What the task requires: Each line from the one containing "box of the sky" through the end of the data is to be written out exactly, and nothing more.

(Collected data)
────────────────────
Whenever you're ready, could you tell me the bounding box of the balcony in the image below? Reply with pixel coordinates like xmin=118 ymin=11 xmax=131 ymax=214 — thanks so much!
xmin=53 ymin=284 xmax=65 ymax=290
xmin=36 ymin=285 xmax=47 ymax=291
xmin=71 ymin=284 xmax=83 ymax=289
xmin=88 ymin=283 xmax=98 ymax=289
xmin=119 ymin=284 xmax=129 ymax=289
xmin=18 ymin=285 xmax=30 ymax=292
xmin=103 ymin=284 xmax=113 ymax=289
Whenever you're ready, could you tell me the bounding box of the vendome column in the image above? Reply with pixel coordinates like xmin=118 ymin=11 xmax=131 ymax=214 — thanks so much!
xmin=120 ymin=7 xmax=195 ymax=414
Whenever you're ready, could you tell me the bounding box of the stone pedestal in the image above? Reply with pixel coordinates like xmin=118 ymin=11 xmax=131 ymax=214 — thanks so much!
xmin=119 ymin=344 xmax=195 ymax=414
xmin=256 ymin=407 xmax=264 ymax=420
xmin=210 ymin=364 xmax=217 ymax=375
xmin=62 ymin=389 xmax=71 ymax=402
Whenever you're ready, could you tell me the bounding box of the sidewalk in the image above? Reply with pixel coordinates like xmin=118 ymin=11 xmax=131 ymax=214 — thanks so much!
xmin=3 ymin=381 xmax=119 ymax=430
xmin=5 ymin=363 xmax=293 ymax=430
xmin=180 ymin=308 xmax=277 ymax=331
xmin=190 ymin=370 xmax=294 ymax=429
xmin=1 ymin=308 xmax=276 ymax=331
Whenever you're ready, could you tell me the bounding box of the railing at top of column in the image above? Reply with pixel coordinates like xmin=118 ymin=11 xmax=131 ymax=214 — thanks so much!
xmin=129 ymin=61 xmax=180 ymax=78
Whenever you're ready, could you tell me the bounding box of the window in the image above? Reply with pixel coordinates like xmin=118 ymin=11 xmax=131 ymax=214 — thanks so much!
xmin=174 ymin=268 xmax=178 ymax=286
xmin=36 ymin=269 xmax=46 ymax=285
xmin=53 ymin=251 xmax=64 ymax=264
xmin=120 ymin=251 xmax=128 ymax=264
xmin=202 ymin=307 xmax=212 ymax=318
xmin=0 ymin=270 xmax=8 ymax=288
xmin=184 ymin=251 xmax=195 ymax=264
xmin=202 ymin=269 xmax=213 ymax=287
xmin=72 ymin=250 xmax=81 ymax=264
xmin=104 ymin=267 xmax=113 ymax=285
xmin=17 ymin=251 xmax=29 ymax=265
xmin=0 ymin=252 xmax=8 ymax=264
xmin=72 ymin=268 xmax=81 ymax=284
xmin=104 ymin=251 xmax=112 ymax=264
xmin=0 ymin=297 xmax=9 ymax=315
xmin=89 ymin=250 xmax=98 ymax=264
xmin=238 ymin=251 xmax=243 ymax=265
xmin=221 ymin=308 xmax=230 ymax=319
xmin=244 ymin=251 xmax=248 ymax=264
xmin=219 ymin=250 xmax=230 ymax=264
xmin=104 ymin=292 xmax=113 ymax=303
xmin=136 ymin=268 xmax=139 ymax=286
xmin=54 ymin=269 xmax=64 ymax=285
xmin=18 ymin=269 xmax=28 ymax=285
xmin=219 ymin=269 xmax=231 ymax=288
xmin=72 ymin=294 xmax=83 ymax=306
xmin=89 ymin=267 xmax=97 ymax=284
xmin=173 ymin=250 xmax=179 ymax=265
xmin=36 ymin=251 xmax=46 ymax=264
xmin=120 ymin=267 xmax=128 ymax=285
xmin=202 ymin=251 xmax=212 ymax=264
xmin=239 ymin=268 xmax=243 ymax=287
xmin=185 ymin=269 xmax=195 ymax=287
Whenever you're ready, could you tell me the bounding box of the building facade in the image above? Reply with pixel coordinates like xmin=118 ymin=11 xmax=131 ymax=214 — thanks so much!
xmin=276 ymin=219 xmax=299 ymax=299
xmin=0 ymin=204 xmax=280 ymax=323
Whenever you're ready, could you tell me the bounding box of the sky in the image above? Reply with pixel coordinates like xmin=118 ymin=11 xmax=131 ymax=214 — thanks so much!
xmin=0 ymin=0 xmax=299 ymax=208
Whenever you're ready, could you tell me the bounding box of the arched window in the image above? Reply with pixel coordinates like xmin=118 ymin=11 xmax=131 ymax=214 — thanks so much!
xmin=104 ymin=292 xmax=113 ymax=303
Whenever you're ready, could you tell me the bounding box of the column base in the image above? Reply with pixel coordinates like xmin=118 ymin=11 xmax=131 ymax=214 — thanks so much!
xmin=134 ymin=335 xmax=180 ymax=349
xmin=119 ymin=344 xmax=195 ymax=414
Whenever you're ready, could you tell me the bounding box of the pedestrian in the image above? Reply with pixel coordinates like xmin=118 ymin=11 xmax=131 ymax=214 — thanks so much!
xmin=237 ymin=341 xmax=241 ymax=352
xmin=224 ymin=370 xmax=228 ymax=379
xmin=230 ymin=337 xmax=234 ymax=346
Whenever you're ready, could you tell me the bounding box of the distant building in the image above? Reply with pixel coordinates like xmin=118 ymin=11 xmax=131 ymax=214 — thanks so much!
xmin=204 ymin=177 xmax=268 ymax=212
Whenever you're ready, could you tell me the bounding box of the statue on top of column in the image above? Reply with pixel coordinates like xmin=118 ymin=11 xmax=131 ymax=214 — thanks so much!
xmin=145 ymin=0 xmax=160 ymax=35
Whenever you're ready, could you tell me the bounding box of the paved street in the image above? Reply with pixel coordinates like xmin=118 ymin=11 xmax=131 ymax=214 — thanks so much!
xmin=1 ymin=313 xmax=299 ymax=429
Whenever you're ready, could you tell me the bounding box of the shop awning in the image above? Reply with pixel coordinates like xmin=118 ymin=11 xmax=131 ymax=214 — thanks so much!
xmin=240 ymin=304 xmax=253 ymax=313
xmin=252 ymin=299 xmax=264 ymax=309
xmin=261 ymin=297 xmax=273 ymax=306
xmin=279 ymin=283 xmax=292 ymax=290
────────────────────
Output for this exercise:
Whenever you're ready, could you tell me the bounding box of the sky in the image above? Reply with pixel coordinates like xmin=118 ymin=11 xmax=131 ymax=214 — thanks so much!
xmin=0 ymin=0 xmax=299 ymax=208
Whenever you're ready, could you tell me the bounding box of the arched window in the image above? Reply with pixel coordinates like xmin=118 ymin=11 xmax=131 ymax=214 — thanks so much!
xmin=104 ymin=292 xmax=113 ymax=303
Whenever you're ready, could you tell me the bounding box of the column base in the image above? Reply with pixel coordinates like xmin=118 ymin=11 xmax=131 ymax=214 — thanks so much!
xmin=134 ymin=335 xmax=180 ymax=349
xmin=119 ymin=344 xmax=195 ymax=414
Whenever you're ready, could you tell me the bounding box of the pedestrian in the image above? Reply with pixel coordinates like xmin=118 ymin=11 xmax=131 ymax=214 — thanks so much!
xmin=237 ymin=341 xmax=241 ymax=352
xmin=224 ymin=370 xmax=228 ymax=379
xmin=230 ymin=337 xmax=234 ymax=346
Whenever you're ready, could you tell me the bounding box of the distant building in the image above? Reply with pixel coordinates like xmin=118 ymin=11 xmax=131 ymax=214 — thanks so much!
xmin=204 ymin=177 xmax=268 ymax=212
Whenever you're ready, could you tell me the bounding box of the statue on top of column in the image above? Reply with pixel coordinates like xmin=118 ymin=11 xmax=131 ymax=214 — thanks so much!
xmin=145 ymin=0 xmax=160 ymax=35
Whenever you're ready, could you tell me the bounding box of the paved street in the image above? Reply with pixel coordinates like xmin=118 ymin=11 xmax=131 ymax=214 — thanks so much!
xmin=1 ymin=313 xmax=299 ymax=429
Whenever you're ready, could you tell me the bounding box of the shop awning in the image above? Reply with pixel coordinates like xmin=118 ymin=11 xmax=131 ymax=214 — thanks so much!
xmin=240 ymin=304 xmax=253 ymax=313
xmin=252 ymin=299 xmax=264 ymax=309
xmin=261 ymin=297 xmax=273 ymax=306
xmin=279 ymin=283 xmax=292 ymax=290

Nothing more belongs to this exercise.